▶ EXERCISES:
(a) According to the crayfish entry, which term predominates in Louisiana and Texas?
(b) Set down the part of the crayfish entry between "Alteration (by folk" and "lobster (family Palinuridae).", inclusive.

(Beginning of STUDY TEXT)

Alteration (by folk etymology, influenced by fish) of Middle English crevis, from Old French crevice ("crayfish"; > Modern French: écrevisse), from Frankish *krebitja (“crayfish”), diminutive of Frankish *krebit (“crab”), from Proto-Germanic *krabitaz (“crab, cancer”), from Proto-Indo-European *grebʰ-, *gerebʰ- (“to scratch, crawl”). Akin to Old High German krebiz ("edible crustacean, crab"; > Modern German Krebs (“crab”)), Middle Low German krēvet (“crab”), Dutch kreeft (“crayfish, lobster”), Old English crabba (“crab”). More at crab.
crayfish (plural crayfishes or crayfish)
- Any of numerous freshwater decapod crustaceans in superfamilies Astacoidea and Parastacoidea, resembling the related lobster but usually much smaller.
- (Australia, New Zealand, South Africa) A rock lobster (family Palinuridae).
The term crayfish predominates in the region of New England and in New York, Pennsylvania, Michigan, Wisconsin and Minnesota. In much of the United States—in the South, especially in Louisiana and Texas; in the Midwest and in the West—crawfish predominates. In a belt stretching across Kentucky through Missouri, Arkansas, Kansas, and Oklahoma, and in Oregon and northern California, the term crawdad predominates.

(End of STUDY TEXT)
(Beginning of INFORMATION GIVEN)

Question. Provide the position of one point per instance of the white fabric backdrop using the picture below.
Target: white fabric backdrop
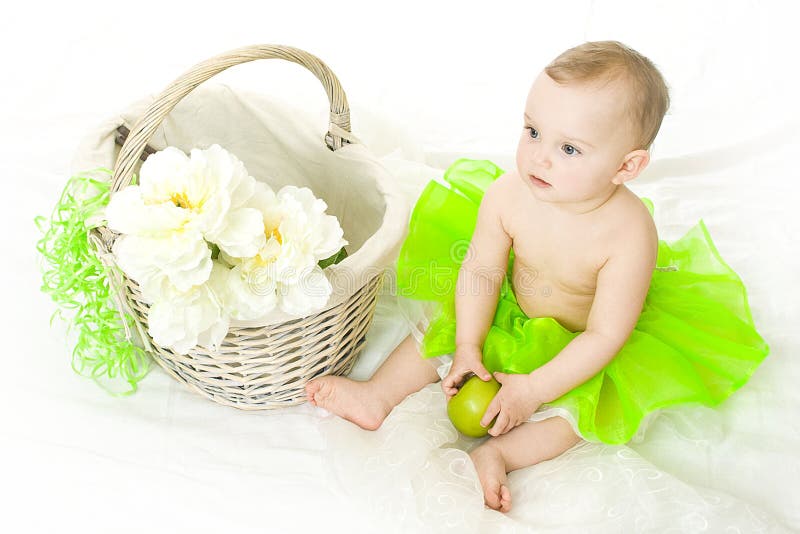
(427, 82)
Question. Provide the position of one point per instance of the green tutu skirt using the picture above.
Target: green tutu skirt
(694, 342)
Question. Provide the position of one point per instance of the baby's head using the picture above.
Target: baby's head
(590, 118)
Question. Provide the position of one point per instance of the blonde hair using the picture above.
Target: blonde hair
(607, 61)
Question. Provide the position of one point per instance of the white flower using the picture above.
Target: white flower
(298, 234)
(183, 320)
(180, 202)
(309, 294)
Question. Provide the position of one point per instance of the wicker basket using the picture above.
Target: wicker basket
(266, 366)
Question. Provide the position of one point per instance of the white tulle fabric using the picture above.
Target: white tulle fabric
(415, 471)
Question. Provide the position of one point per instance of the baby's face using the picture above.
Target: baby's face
(574, 141)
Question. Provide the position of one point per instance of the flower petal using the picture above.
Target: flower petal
(309, 295)
(242, 234)
(127, 213)
(248, 295)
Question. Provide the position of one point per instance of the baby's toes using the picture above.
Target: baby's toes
(491, 495)
(505, 499)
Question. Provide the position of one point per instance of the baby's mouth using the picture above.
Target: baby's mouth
(538, 181)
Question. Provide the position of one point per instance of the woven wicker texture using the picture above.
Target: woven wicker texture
(256, 367)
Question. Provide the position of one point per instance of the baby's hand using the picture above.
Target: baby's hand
(466, 361)
(513, 405)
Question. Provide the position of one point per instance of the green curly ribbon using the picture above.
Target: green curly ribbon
(79, 282)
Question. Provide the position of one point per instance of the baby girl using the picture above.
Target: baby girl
(584, 248)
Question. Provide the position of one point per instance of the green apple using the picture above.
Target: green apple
(467, 407)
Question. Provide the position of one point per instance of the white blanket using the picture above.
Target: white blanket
(428, 82)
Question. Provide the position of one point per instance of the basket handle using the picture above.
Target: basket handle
(146, 126)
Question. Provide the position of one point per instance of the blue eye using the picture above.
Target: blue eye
(570, 150)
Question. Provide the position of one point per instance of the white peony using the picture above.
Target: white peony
(298, 235)
(269, 246)
(181, 202)
(184, 319)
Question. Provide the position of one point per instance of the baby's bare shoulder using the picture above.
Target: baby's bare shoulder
(631, 226)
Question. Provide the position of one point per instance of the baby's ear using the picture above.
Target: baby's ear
(633, 163)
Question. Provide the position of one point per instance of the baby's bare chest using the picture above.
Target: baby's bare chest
(555, 268)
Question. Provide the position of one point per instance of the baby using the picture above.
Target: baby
(586, 240)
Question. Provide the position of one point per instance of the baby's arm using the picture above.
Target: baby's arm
(478, 286)
(622, 285)
(483, 269)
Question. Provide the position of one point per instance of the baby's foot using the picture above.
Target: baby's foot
(491, 470)
(348, 398)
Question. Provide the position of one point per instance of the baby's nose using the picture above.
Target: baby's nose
(542, 159)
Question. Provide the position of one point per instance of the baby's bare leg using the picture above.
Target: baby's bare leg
(527, 444)
(368, 403)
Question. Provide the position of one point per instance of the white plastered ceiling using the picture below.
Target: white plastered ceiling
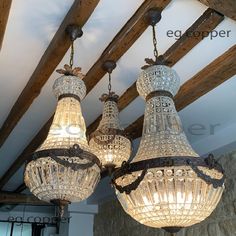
(31, 26)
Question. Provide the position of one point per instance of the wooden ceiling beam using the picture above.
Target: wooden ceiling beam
(216, 73)
(19, 198)
(225, 7)
(119, 45)
(125, 38)
(78, 14)
(205, 23)
(5, 6)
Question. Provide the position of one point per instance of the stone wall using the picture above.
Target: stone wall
(111, 219)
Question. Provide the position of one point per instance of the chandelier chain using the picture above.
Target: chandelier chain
(154, 42)
(72, 54)
(109, 83)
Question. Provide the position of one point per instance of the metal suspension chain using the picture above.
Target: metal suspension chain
(72, 54)
(22, 224)
(154, 42)
(109, 83)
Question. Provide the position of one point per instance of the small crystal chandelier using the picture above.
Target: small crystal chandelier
(63, 169)
(167, 185)
(109, 142)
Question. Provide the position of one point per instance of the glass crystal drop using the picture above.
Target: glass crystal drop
(118, 149)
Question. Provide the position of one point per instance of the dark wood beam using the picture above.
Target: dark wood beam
(5, 6)
(20, 188)
(205, 23)
(119, 45)
(131, 31)
(216, 73)
(19, 198)
(78, 14)
(225, 7)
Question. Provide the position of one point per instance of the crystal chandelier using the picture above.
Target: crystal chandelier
(167, 185)
(63, 169)
(109, 142)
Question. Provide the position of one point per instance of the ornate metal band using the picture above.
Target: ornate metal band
(74, 151)
(69, 95)
(193, 162)
(159, 93)
(107, 131)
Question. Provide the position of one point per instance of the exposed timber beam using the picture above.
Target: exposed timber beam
(205, 23)
(5, 6)
(78, 14)
(19, 198)
(225, 7)
(125, 38)
(118, 46)
(216, 73)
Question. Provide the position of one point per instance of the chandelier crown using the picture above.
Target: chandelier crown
(70, 84)
(158, 78)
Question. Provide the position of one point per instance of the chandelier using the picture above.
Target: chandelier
(109, 142)
(167, 185)
(63, 169)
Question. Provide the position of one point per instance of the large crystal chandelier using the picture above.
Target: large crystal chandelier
(167, 185)
(109, 142)
(63, 169)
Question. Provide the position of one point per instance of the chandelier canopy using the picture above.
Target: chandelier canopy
(109, 142)
(170, 186)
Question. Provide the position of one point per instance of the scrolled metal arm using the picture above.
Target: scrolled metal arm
(128, 188)
(162, 162)
(74, 151)
(211, 163)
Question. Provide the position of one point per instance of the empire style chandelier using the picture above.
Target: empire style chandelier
(63, 169)
(167, 185)
(109, 142)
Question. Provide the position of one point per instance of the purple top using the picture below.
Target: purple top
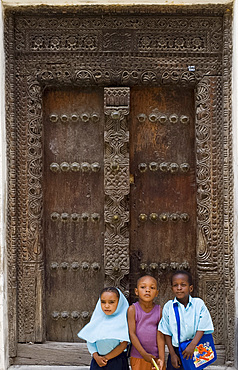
(146, 330)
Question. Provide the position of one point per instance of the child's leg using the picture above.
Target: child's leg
(139, 364)
(169, 363)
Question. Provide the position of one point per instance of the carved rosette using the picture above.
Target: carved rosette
(116, 186)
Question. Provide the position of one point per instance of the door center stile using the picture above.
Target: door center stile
(116, 187)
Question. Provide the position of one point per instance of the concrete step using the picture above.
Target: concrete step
(39, 367)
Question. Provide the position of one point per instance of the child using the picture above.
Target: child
(195, 319)
(107, 332)
(143, 319)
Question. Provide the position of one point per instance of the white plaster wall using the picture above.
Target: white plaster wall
(6, 3)
(3, 292)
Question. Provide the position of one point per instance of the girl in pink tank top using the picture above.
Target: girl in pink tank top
(143, 319)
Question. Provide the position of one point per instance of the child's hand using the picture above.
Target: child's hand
(148, 357)
(188, 352)
(100, 360)
(175, 360)
(159, 363)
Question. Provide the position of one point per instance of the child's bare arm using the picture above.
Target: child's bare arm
(116, 351)
(134, 339)
(175, 360)
(189, 350)
(161, 348)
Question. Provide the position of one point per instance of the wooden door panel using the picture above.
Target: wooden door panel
(163, 196)
(73, 208)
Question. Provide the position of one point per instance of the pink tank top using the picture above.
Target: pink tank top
(146, 330)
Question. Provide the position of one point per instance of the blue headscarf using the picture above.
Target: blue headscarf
(102, 326)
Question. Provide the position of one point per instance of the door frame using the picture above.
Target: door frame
(37, 59)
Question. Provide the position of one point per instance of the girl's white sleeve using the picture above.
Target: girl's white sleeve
(92, 347)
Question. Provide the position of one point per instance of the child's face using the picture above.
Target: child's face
(181, 287)
(109, 302)
(147, 288)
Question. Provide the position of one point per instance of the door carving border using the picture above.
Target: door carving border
(37, 59)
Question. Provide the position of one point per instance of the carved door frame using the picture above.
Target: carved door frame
(37, 58)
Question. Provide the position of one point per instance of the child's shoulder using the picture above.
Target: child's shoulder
(198, 302)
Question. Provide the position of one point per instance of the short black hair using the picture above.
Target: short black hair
(183, 272)
(111, 289)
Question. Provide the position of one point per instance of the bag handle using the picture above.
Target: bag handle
(175, 306)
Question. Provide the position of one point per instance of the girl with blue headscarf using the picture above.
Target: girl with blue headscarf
(107, 333)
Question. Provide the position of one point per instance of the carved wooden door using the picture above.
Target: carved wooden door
(163, 193)
(119, 191)
(74, 205)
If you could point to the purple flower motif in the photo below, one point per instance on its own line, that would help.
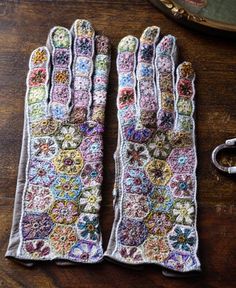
(125, 62)
(92, 174)
(91, 128)
(41, 173)
(165, 120)
(86, 251)
(60, 94)
(132, 232)
(62, 57)
(164, 64)
(131, 254)
(84, 46)
(182, 262)
(137, 135)
(91, 148)
(182, 160)
(136, 181)
(146, 52)
(36, 226)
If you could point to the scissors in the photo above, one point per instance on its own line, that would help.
(229, 144)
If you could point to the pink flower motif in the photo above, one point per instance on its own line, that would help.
(182, 186)
(135, 206)
(131, 254)
(125, 62)
(91, 148)
(182, 160)
(60, 94)
(92, 174)
(159, 223)
(164, 64)
(37, 198)
(64, 212)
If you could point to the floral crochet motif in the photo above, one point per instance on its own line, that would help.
(67, 187)
(90, 200)
(135, 206)
(136, 154)
(159, 223)
(36, 226)
(156, 248)
(159, 172)
(64, 212)
(88, 226)
(86, 251)
(41, 173)
(183, 211)
(182, 238)
(160, 199)
(159, 146)
(92, 174)
(179, 261)
(132, 232)
(68, 162)
(182, 160)
(68, 137)
(135, 181)
(37, 198)
(43, 147)
(182, 186)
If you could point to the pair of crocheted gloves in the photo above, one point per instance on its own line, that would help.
(58, 195)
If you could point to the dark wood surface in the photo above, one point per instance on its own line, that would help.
(24, 26)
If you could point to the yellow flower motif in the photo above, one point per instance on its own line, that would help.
(84, 28)
(62, 77)
(186, 70)
(39, 57)
(159, 172)
(69, 162)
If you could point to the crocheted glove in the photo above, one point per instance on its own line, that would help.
(155, 188)
(60, 174)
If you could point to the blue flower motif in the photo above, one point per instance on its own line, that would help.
(66, 187)
(89, 227)
(126, 80)
(182, 238)
(86, 251)
(146, 70)
(41, 173)
(160, 199)
(136, 181)
(58, 111)
(83, 65)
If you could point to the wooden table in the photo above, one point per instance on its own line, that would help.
(24, 26)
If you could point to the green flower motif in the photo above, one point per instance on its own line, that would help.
(184, 106)
(127, 44)
(89, 227)
(36, 94)
(61, 38)
(37, 111)
(102, 63)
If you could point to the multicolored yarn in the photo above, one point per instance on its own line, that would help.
(62, 191)
(155, 189)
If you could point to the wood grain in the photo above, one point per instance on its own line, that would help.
(24, 26)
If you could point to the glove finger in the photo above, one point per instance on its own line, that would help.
(185, 92)
(126, 64)
(166, 55)
(147, 101)
(37, 84)
(100, 78)
(82, 70)
(60, 41)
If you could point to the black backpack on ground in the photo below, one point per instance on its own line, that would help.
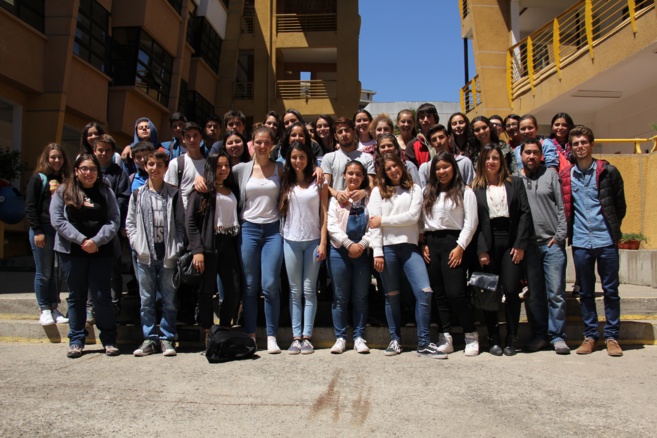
(225, 345)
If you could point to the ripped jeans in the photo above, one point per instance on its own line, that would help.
(406, 256)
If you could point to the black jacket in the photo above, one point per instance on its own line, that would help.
(521, 227)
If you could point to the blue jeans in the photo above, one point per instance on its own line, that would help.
(89, 275)
(608, 265)
(153, 279)
(302, 271)
(406, 257)
(45, 277)
(546, 278)
(351, 281)
(262, 256)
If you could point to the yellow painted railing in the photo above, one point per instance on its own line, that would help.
(577, 30)
(637, 142)
(470, 95)
(306, 23)
(312, 89)
(464, 8)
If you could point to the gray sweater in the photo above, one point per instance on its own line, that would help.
(545, 201)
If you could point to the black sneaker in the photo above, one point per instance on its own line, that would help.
(430, 351)
(74, 351)
(146, 348)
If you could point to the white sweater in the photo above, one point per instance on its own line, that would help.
(399, 217)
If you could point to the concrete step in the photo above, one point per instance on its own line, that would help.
(24, 306)
(642, 332)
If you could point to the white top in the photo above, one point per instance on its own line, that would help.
(225, 214)
(334, 163)
(399, 217)
(261, 202)
(302, 222)
(497, 204)
(464, 164)
(448, 216)
(362, 146)
(192, 169)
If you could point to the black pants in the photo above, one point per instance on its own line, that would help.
(510, 276)
(225, 263)
(450, 293)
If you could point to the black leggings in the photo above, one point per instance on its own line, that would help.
(226, 263)
(449, 284)
(510, 276)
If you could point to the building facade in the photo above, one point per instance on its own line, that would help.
(68, 62)
(594, 59)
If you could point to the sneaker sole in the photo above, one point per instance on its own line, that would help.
(432, 356)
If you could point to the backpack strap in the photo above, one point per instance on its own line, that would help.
(181, 168)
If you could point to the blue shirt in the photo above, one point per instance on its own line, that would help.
(589, 226)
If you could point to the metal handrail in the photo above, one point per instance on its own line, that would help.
(306, 23)
(637, 142)
(306, 89)
(470, 95)
(557, 43)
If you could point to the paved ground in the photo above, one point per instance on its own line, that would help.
(540, 394)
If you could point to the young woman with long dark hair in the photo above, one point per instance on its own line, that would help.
(212, 228)
(483, 132)
(449, 218)
(395, 208)
(85, 214)
(303, 208)
(350, 260)
(51, 170)
(505, 227)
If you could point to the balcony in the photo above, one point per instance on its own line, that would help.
(470, 95)
(568, 37)
(243, 90)
(306, 90)
(288, 23)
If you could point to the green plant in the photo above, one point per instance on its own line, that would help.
(11, 165)
(634, 236)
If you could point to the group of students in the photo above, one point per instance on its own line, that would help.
(420, 211)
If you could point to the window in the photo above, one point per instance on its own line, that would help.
(177, 5)
(91, 39)
(140, 61)
(193, 104)
(30, 11)
(206, 43)
(191, 23)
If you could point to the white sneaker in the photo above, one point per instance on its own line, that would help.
(360, 345)
(472, 344)
(46, 318)
(59, 318)
(445, 343)
(272, 345)
(339, 347)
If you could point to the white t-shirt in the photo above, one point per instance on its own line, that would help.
(302, 222)
(448, 216)
(261, 201)
(225, 214)
(334, 163)
(192, 169)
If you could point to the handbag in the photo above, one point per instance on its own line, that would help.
(186, 273)
(487, 294)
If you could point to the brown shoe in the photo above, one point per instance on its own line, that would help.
(613, 349)
(587, 347)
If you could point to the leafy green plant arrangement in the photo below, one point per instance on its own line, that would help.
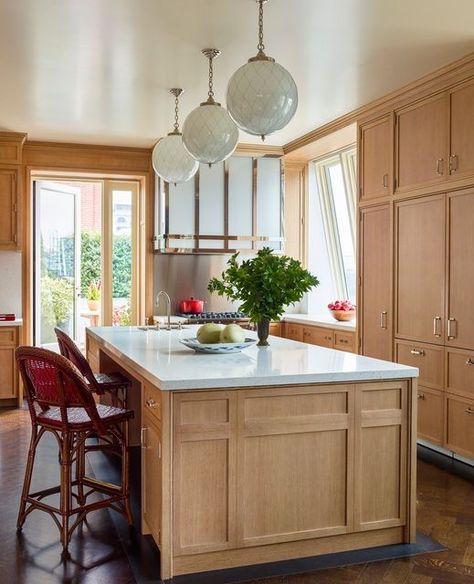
(263, 285)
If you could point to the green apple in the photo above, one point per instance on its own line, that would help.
(209, 333)
(232, 333)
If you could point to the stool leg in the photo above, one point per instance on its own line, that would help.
(80, 467)
(126, 473)
(65, 498)
(28, 474)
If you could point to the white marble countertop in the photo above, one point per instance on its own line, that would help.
(324, 320)
(164, 361)
(16, 322)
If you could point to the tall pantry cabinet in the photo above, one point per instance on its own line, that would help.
(416, 250)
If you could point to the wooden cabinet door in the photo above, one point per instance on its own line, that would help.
(151, 475)
(460, 425)
(380, 472)
(460, 314)
(375, 314)
(430, 414)
(376, 151)
(8, 205)
(8, 373)
(422, 143)
(461, 160)
(420, 269)
(204, 471)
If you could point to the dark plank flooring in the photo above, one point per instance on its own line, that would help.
(100, 552)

(End of INFORMATION GIVEN)

▶ LIST OF ANSWERS:
(a) Crawfish.

(b)
Alteration (by folk etymology, influenced by fish) of Middle English crevis, from Old French crevice ("crayfish"; > Modern French: écrevisse), from Frankish *krebitja (“crayfish”), diminutive of Frankish *krebit (“crab”), from Proto-Germanic *krabitaz (“crab, cancer”), from Proto-Indo-European *grebʰ-, *gerebʰ- (“to scratch, crawl”). Akin to Old High German krebiz ("edible crustacean, crab"; > Modern German Krebs (“crab”)), Middle Low German krēvet (“crab”), Dutch kreeft (“crayfish, lobster”), Old English crabba (“crab”). More at crab.
crayfish (plural crayfishes or crayfish)
- Any of numerous freshwater decapod crustaceans in superfamilies Astacoidea and Parastacoidea, resembling the related lobster but usually much smaller.
- (Australia, New Zealand, South Africa) A rock lobster (family Palinuridae).